§ TRECHO SELECIONADO:
☆ ☆ ☆ ☆ ☆ ☆ ☆
Carta Maior, 15/07/2020

Quando o extraordinário acontece, protocolos e ferramentas da rotina se tornam obsoletos.

Ceder à inércia agarrando-se a eles pode conduzir à irrelevância.

A lei de ferro das rupturas históricas vale para todas as instancias da vida.

Mas é particularmente implacável naquela que ecoa todas as demais: a ação política.

O século XXI sofreu um corte de consequências equivalentes ao conflito que redesenhou o mundo, após a derrota de Hitler, em 1947.

Uma pandemia castiga o planeta há seis meses.

Matou mais de meio milhão de pessoas; infectou mais de 13 milhões de seres humanos.

Paralisou boa parte da produção, comprimiu o consumo, desempregou legiões.

Continuará a destruir vidas e riqueza até que uma vacina possa enfrentá-la nos seus próprios termos.

Há uma outra vacina, porém, da qual tampouco a humanidade poderá prescindir.

Sem ela, mesmo o controle da doença não aplacará aquilo que o micróbio escancarou e acentuou --mas não originou, nem desaparecerá com ele.

O coronavírus expôs a dramática condição humana no mundo estraçalhado da desordem neoliberal.

O peso morto da supremacia rentista asfixia povos e nações desde a crise de 2008.

Capitais celibatários, que se reproduzem sem agregar renda nem empregos, reviram-se há 12 anos nas tripas de uma crise de superprodução de riqueza abstrata. O dinheiro que se alimenta de dinheiro, e se reproduz diretamente na forma dinheiro (D-D), apartou-se da responsabilidade de agregar riqueza nova à sociedade (D-M-D), embora vampirize rendas já existentes com as privatizações.

Para sustentar taxas de acumulação incompatíveis com a democracia, a vida e o meio ambiente, submete-se a humanidade a uma espiral de dilapidação global de direitos, patrimônio público e recursos naturais.

Não há nada de errado com o capitalismo, portanto, quando as praças financeiras do mundo rico batem recordes de rentabilidade ---como diz o professor Luiz Gonzaga Belluzzo, enquanto o cenário ao redor é de terra arrasada pelo desemprego das famílias assalariadas, o empobrecimento da classe média e a desigualdade a caminho da fome.

Capatazias fascistóides são alçadas ao poder para seccionar a existência orgânica dos indivíduos e assegurar a submissão ao regime da precarização da vida.

A pandemia microbiana expôs a vulnerabilidade da vida humana diante de um capitalismo que atingiu a sua plenitude através da acumulação financeira estéril.

As consequências dessa epifania no imaginário social não devem ser subestimadas.

Não por acaso, classes proprietárias pressionam governantes a precipitar o fim do isolamento --a qualquer preço-- para reconduzir populações de volta à suposta 'normalidade’.

Não há precedente de regresso ao ‘normal’ no roteiro das grandes rupturas históricas.
☆ ☆ ☆ ☆ ☆ ☆ ☆
§ INSTRUÇÕES:
[a] De acordo com o trecho, quantas pessoas a pandemia já havia matado?
[b] Reescreva a passagem do trecho que começa em "As consequências dessa" e termina em "grandes rupturas históricas.", substituindo "classes proprietárias" por "elites econômicas".
Os registros não têm nenhuma relação com o trecho acima.

§ REGISTROS FORNECIDOS:
☆ ☆ ☆ ☆ ☆ ☆ ☆
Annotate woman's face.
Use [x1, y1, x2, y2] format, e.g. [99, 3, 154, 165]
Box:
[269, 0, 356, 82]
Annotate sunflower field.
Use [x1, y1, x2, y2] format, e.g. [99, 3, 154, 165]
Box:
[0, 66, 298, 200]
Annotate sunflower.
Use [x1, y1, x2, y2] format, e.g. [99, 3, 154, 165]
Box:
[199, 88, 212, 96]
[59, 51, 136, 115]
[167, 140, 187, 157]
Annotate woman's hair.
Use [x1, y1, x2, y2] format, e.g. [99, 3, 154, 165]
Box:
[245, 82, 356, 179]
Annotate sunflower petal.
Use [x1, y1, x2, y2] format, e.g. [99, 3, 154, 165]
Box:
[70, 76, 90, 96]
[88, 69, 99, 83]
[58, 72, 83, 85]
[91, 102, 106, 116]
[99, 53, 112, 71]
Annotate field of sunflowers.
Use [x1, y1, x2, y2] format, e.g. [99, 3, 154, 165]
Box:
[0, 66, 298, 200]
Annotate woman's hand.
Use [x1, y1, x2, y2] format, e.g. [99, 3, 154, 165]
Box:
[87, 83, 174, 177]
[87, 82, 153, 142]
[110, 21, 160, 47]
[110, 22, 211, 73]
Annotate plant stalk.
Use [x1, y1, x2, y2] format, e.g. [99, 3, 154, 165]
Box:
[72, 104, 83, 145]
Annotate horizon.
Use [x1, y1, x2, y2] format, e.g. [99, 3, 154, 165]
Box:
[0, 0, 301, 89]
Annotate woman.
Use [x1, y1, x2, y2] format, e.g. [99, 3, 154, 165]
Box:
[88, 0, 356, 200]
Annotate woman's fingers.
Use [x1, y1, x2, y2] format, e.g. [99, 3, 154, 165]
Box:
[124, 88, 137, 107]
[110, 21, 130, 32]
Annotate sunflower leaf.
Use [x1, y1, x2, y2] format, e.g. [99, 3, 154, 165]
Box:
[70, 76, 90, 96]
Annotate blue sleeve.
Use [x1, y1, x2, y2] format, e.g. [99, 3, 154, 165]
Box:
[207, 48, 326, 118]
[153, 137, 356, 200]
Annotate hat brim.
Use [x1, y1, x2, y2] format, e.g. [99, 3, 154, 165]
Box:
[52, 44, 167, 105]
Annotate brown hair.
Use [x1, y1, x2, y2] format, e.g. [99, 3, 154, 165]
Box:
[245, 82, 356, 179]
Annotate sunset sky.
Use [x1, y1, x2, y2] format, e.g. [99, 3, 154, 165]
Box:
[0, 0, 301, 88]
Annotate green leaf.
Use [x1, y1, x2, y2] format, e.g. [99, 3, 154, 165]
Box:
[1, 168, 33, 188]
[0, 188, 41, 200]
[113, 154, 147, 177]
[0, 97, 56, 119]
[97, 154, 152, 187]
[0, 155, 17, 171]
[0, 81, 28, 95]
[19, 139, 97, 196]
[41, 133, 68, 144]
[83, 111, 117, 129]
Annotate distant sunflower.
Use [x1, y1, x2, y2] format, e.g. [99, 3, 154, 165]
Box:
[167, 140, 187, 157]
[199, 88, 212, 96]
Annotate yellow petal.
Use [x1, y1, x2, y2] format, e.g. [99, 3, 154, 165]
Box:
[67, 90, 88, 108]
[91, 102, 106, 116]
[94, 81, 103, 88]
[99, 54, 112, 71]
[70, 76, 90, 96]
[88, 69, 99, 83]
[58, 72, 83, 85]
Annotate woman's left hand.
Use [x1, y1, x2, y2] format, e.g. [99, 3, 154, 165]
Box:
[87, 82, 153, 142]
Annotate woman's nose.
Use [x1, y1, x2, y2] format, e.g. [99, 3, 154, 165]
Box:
☆ ☆ ☆ ☆ ☆ ☆ ☆
§ EXERCÍCIOS RESOLVIDOS:
[a] Mais de meio milhão de pessoas.

[b]
As consequências dessa epifania no imaginário social não devem ser subestimadas.

Não por acaso, elites econômicas pressionam governantes a precipitar o fim do isolamento --a qualquer preço-- para reconduzir populações de volta à suposta 'normalidade’.

Não há precedente de regresso ao ‘normal’ no roteiro das grandes rupturas históricas.